What is being asked: Return every line below that contains the word "blue", copying each such line in full. Case counts.

Material provided:
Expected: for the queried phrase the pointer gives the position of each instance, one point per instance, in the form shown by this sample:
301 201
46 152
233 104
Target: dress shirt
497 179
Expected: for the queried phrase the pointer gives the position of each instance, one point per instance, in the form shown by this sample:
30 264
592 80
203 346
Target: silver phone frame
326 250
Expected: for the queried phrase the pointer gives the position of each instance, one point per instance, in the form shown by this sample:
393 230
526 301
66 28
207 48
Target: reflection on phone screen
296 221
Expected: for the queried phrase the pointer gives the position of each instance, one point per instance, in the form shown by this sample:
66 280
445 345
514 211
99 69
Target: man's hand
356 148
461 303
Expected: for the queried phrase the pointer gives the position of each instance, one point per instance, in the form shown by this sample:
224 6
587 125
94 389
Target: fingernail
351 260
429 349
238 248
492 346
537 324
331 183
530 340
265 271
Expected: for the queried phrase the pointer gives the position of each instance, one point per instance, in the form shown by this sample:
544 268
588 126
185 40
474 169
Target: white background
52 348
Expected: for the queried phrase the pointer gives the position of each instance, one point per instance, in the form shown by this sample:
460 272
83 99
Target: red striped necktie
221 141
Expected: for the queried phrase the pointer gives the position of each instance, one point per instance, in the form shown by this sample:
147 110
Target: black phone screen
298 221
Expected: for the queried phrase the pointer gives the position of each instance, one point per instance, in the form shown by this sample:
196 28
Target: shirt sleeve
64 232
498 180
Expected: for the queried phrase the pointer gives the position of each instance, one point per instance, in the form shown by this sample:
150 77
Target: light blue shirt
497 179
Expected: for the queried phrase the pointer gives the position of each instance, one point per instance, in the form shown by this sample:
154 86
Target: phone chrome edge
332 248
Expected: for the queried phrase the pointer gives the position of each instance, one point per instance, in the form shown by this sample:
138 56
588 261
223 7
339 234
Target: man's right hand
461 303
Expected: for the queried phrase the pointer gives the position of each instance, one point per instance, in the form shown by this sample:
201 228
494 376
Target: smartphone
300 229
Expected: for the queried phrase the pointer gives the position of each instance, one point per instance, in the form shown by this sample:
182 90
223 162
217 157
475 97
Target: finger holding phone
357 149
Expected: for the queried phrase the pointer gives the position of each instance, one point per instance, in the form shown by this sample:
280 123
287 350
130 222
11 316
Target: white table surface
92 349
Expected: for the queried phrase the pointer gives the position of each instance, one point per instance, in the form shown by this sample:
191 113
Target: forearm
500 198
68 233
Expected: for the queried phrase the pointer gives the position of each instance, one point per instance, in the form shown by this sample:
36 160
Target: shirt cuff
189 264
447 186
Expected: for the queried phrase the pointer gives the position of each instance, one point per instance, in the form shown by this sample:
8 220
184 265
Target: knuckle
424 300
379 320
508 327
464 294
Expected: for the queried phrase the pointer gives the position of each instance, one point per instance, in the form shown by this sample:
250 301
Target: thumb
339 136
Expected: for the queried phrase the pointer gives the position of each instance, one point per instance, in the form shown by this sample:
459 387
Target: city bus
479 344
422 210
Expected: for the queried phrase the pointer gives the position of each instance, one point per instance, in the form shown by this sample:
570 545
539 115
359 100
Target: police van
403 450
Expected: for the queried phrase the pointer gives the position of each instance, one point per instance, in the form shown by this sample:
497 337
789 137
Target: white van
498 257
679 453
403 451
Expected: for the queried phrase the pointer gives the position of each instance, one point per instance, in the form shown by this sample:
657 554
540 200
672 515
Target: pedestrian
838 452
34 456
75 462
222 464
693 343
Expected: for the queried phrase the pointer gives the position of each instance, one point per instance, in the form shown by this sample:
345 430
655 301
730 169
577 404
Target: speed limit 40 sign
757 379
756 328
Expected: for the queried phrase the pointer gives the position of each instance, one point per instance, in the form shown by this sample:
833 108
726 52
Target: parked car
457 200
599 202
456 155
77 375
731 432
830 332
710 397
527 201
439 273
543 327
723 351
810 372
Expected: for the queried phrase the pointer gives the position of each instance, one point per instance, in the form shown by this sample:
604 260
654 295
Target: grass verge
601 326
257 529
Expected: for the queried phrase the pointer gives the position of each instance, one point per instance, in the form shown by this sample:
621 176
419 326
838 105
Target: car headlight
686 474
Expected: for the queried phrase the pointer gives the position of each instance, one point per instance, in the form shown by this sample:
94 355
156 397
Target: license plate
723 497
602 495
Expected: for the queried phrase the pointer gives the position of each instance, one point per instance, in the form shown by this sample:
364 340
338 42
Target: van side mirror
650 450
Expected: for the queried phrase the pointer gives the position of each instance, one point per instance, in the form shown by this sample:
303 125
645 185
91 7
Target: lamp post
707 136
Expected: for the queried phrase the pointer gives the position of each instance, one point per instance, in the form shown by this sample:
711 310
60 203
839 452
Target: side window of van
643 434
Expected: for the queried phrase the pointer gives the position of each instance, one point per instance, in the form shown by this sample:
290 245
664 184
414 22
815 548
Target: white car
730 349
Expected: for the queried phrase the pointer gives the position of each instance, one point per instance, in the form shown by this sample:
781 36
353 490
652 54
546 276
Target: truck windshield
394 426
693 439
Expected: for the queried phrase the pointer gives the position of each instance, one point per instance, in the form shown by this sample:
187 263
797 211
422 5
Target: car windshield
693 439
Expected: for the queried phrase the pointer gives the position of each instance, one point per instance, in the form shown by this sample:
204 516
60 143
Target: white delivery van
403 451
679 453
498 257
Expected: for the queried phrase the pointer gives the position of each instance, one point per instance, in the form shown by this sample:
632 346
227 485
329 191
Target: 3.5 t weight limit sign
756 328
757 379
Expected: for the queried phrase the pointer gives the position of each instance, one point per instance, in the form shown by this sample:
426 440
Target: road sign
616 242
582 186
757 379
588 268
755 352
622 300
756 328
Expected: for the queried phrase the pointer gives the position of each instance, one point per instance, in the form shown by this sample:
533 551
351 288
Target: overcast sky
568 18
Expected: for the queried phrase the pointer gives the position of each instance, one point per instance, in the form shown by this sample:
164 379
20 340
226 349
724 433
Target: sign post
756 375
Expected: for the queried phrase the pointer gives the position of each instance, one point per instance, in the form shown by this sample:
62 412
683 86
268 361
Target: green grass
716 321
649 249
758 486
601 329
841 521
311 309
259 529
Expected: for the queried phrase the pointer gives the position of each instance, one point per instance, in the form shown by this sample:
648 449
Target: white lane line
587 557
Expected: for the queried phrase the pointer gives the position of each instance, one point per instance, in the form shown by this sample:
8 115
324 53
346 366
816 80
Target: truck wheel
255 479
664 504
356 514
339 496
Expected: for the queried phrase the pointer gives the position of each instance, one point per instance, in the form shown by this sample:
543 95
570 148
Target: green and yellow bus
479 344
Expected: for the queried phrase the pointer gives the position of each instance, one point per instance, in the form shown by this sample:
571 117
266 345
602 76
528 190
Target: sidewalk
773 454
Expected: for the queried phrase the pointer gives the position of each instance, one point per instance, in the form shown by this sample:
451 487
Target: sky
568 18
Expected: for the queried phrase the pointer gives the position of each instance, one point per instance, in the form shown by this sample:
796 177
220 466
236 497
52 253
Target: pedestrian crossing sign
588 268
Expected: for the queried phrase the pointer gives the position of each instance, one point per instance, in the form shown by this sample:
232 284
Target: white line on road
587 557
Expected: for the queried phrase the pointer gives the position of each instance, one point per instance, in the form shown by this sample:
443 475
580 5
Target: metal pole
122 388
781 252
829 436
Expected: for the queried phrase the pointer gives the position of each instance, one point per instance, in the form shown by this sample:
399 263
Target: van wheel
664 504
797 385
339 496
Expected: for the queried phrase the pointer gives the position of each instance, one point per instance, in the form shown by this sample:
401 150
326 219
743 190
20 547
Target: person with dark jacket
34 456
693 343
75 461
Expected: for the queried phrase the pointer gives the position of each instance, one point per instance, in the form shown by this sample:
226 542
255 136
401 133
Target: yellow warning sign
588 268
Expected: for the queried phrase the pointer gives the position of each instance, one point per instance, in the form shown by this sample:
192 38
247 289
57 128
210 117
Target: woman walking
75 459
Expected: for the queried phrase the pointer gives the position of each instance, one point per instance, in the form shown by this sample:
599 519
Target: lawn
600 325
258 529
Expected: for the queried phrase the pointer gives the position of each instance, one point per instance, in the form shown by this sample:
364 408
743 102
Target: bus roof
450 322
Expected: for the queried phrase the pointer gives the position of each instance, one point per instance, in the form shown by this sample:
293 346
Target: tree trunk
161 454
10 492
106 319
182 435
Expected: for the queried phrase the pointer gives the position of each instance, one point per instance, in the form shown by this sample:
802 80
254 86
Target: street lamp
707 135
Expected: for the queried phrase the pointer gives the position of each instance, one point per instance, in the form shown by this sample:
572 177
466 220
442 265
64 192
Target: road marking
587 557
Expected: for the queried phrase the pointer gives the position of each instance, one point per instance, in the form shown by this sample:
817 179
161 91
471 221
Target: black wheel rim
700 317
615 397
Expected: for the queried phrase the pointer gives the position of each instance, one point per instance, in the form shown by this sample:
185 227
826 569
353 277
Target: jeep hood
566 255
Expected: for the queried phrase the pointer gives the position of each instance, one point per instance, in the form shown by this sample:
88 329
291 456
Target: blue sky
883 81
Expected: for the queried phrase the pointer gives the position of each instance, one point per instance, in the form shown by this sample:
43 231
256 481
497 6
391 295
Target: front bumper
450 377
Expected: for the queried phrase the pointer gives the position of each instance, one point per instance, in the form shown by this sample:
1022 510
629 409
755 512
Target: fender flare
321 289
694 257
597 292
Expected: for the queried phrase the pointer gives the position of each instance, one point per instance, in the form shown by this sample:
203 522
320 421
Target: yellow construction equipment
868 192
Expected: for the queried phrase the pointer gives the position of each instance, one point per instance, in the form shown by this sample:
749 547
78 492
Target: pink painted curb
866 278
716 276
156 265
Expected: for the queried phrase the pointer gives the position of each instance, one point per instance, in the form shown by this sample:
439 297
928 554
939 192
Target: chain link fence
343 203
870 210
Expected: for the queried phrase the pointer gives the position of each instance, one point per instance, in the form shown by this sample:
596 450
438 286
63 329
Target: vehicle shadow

Written response:
Target: light blue shirt
Target: blue sky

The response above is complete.